*Raw records*
^^^^^^^^^^^^^^^^

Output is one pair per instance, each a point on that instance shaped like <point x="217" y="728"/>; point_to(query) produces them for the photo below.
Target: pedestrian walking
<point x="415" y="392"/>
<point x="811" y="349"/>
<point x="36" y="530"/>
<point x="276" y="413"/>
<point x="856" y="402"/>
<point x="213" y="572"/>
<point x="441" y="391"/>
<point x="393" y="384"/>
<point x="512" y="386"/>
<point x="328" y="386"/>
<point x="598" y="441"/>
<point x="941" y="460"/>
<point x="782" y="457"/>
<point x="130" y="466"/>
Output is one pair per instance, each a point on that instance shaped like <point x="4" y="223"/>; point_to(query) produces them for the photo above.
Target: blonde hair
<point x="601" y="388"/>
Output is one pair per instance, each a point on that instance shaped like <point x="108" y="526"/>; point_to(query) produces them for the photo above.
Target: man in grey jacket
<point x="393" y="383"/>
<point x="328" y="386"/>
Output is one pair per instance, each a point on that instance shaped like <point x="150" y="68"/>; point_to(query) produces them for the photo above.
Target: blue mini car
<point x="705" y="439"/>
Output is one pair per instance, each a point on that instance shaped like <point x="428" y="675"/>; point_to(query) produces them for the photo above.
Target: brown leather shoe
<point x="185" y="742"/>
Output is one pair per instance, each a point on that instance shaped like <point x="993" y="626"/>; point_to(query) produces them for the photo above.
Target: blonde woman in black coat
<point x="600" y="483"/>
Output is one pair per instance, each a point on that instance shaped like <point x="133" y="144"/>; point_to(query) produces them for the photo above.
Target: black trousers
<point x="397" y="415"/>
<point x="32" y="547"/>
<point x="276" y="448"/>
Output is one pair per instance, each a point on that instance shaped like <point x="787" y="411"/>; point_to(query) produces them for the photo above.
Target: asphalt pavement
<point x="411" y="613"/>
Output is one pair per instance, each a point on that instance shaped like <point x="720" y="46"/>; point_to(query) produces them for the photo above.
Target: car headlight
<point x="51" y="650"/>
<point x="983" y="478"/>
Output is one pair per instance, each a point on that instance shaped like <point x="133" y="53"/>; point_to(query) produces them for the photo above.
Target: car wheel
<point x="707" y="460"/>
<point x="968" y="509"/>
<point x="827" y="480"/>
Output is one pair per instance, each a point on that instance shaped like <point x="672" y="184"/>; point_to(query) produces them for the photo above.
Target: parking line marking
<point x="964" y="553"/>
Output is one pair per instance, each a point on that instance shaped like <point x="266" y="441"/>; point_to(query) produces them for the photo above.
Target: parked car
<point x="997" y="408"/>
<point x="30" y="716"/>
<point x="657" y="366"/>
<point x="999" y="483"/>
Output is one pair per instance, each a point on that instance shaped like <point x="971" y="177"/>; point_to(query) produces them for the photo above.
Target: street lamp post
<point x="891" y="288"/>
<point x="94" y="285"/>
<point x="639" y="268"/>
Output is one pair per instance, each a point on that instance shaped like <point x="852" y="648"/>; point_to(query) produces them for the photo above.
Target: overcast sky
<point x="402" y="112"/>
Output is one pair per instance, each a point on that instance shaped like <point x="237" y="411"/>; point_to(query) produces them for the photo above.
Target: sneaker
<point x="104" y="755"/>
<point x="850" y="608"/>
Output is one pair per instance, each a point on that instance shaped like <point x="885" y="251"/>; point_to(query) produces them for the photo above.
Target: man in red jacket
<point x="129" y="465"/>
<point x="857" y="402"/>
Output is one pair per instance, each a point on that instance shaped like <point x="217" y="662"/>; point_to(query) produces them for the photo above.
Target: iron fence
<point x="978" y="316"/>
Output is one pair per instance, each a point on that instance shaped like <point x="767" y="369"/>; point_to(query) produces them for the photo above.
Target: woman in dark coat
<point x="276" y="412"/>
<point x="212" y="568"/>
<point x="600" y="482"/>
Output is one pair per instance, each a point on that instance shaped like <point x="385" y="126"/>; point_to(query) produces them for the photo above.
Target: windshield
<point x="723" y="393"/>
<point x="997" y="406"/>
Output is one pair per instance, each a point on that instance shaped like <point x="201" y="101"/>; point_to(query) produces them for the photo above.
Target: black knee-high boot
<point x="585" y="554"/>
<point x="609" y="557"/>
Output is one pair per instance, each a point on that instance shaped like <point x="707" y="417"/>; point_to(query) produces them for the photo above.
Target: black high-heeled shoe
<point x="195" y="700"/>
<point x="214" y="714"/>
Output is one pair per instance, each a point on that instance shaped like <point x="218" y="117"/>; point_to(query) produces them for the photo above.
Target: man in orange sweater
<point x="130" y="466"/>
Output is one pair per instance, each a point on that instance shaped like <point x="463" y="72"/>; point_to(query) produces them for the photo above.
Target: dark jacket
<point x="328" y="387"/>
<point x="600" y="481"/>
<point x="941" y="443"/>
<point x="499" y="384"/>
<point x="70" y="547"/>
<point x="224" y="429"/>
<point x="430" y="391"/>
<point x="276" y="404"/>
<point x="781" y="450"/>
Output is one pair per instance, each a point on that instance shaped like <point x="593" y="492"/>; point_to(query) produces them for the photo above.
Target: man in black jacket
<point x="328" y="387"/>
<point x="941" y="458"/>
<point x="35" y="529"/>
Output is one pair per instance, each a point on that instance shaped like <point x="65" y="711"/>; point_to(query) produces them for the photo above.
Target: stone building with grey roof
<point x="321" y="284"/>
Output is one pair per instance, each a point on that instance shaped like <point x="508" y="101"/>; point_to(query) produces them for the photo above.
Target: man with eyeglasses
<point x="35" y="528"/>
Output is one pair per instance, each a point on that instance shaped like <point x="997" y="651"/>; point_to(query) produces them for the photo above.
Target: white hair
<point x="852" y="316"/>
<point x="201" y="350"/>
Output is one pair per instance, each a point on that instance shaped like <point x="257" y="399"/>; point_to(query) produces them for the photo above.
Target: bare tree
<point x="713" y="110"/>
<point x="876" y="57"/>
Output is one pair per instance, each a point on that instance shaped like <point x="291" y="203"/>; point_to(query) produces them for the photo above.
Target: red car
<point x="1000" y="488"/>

^^^^^^^^^^^^^^^^

*What the task requires*
Every line above needs to be retyped exactly.

*Answer to the exercise*
Output is one pair per instance, each a point on that instance shaped like <point x="217" y="728"/>; point_to(query) produces them for the photo below.
Target: pedestrian walking
<point x="415" y="392"/>
<point x="811" y="349"/>
<point x="36" y="530"/>
<point x="276" y="413"/>
<point x="856" y="402"/>
<point x="213" y="572"/>
<point x="441" y="391"/>
<point x="393" y="384"/>
<point x="512" y="386"/>
<point x="328" y="386"/>
<point x="598" y="441"/>
<point x="941" y="460"/>
<point x="782" y="457"/>
<point x="130" y="466"/>
Output is one pair per instance, each a point on that instance shaped like <point x="4" y="223"/>; point_to(query) produces them for the photo above.
Target: blonde hair
<point x="601" y="388"/>
Output is one pair per instance, each a point on that instance shaped like <point x="108" y="526"/>; point_to(query) produces them for the photo above.
Target: man in grey jacket
<point x="393" y="383"/>
<point x="328" y="386"/>
Output is one pair per instance, each a point on that instance shaped like <point x="150" y="68"/>; point_to(query) produces them for the photo above.
Target: blue mini car
<point x="705" y="439"/>
Output is one pair per instance, each a point on that instance shaped like <point x="428" y="675"/>; point_to(query) produces them for the photo above.
Target: brown leather shoe
<point x="185" y="742"/>
Output is one pair per instance, each a point on that instance shaped like <point x="993" y="626"/>; point_to(query) produces them for the photo above.
Target: blonde woman in black coat
<point x="600" y="483"/>
Output is one pair per instance, each a point on that instance shaped like <point x="133" y="144"/>; point_to(query) produces them for the photo above.
Target: black trousers
<point x="397" y="415"/>
<point x="32" y="547"/>
<point x="276" y="448"/>
Output is one pair per instance, each a point on that instance shaped like <point x="787" y="411"/>; point_to(query) produces them for the photo above.
Target: asphalt pavement
<point x="411" y="613"/>
Output is one pair per instance, each a point on that instance shaped like <point x="720" y="46"/>; point_to(query) produces them for the photo above.
Target: car headlight
<point x="51" y="650"/>
<point x="983" y="478"/>
Output is one pair per instance, each a point on that instance shaped like <point x="133" y="53"/>; point_to(query) produces them for the photo above.
Target: car wheel
<point x="707" y="460"/>
<point x="968" y="509"/>
<point x="827" y="480"/>
Output is one pair per instance, each a point on that instance shaped like <point x="672" y="184"/>; point_to(query) produces them for the photo above.
Target: parking line marking
<point x="964" y="553"/>
Output is one pair per instance, each a point on that instance shaped like <point x="266" y="441"/>; point_to(query) produces them for the photo above.
Target: parked car
<point x="997" y="408"/>
<point x="30" y="716"/>
<point x="657" y="366"/>
<point x="999" y="483"/>
Output is one pair per instance, each a point on that instance shaped like <point x="971" y="177"/>; point_to(query) produces them for the photo above.
Target: street lamp post
<point x="891" y="288"/>
<point x="94" y="285"/>
<point x="639" y="268"/>
Output is one pair per instance, each a point on that instance shaped like <point x="852" y="648"/>; point_to(query) produces them for the photo above.
Target: overcast sky
<point x="402" y="112"/>
Output is one pair per instance, each a point on that instance shaped like <point x="237" y="411"/>; point_to(query) produces them for the photo above.
Target: sneaker
<point x="104" y="755"/>
<point x="850" y="608"/>
Output is one pair per instance, each a point on that instance shaped like <point x="885" y="251"/>; point_to(query) produces them for the photo above.
Target: man in red jacket
<point x="129" y="465"/>
<point x="857" y="402"/>
Output is one pair per instance, each a point on that instance shaped like <point x="217" y="662"/>; point_to(query) produces them for the photo above.
Target: iron fence
<point x="978" y="316"/>
Output is one pair per instance, each a point on that instance shaped like <point x="767" y="369"/>; point_to(query) produces them for the photo above.
Target: woman in dark coat
<point x="276" y="412"/>
<point x="212" y="568"/>
<point x="600" y="482"/>
Output is one pair per instance, each a point on that instance shaped like <point x="385" y="126"/>; point_to(query) produces them for the photo above.
Target: windshield
<point x="723" y="393"/>
<point x="997" y="406"/>
Output is one pair per instance, each a point on that instance shaped like <point x="201" y="101"/>; point_to(query) produces them for the photo above.
Target: black knee-high boot
<point x="585" y="554"/>
<point x="609" y="557"/>
Output is one pair per instance, each a point on that instance shaped like <point x="707" y="417"/>; point_to(query) produces them for the photo above.
Target: black high-heeled shoe
<point x="195" y="700"/>
<point x="214" y="714"/>
Output is one pair per instance, each a point on that instance shaped like <point x="218" y="117"/>; point_to(query) produces them for the photo above.
Target: man in orange sweater
<point x="130" y="466"/>
Output is one pair per instance, each a point on that instance shaped like <point x="463" y="72"/>; point_to(query) produces them for the photo above.
Target: dark jacket
<point x="328" y="387"/>
<point x="600" y="481"/>
<point x="941" y="443"/>
<point x="499" y="384"/>
<point x="70" y="547"/>
<point x="224" y="429"/>
<point x="430" y="391"/>
<point x="276" y="404"/>
<point x="781" y="450"/>
Output is one pair per instance, each a point on that instance shaped like <point x="593" y="492"/>; point_to(query) produces them for the photo above.
Target: man in black jacket
<point x="328" y="387"/>
<point x="941" y="458"/>
<point x="35" y="529"/>
Output is one pair per instance, each a point on that instance shaped like <point x="65" y="711"/>; point_to(query) produces them for the photo above.
Target: stone building with grey roof
<point x="321" y="284"/>
Output is one pair per instance, each a point on that instance shaped like <point x="508" y="101"/>; point_to(query) produces them for the photo above.
Target: man with eyeglasses
<point x="35" y="528"/>
Output is one pair per instance, each a point on that instance shaped like <point x="997" y="651"/>; point_to(query) produces them for the photo above.
Target: white hair
<point x="852" y="316"/>
<point x="201" y="350"/>
Output is one pair per instance, each a point on that instance shaped like <point x="257" y="399"/>; point_to(query) produces them for the photo above.
Target: bare tree
<point x="713" y="110"/>
<point x="876" y="57"/>
Output is one pair per instance, each a point on that instance shaped like <point x="291" y="203"/>; point_to(query) produces them for the photo above.
Target: red car
<point x="1000" y="488"/>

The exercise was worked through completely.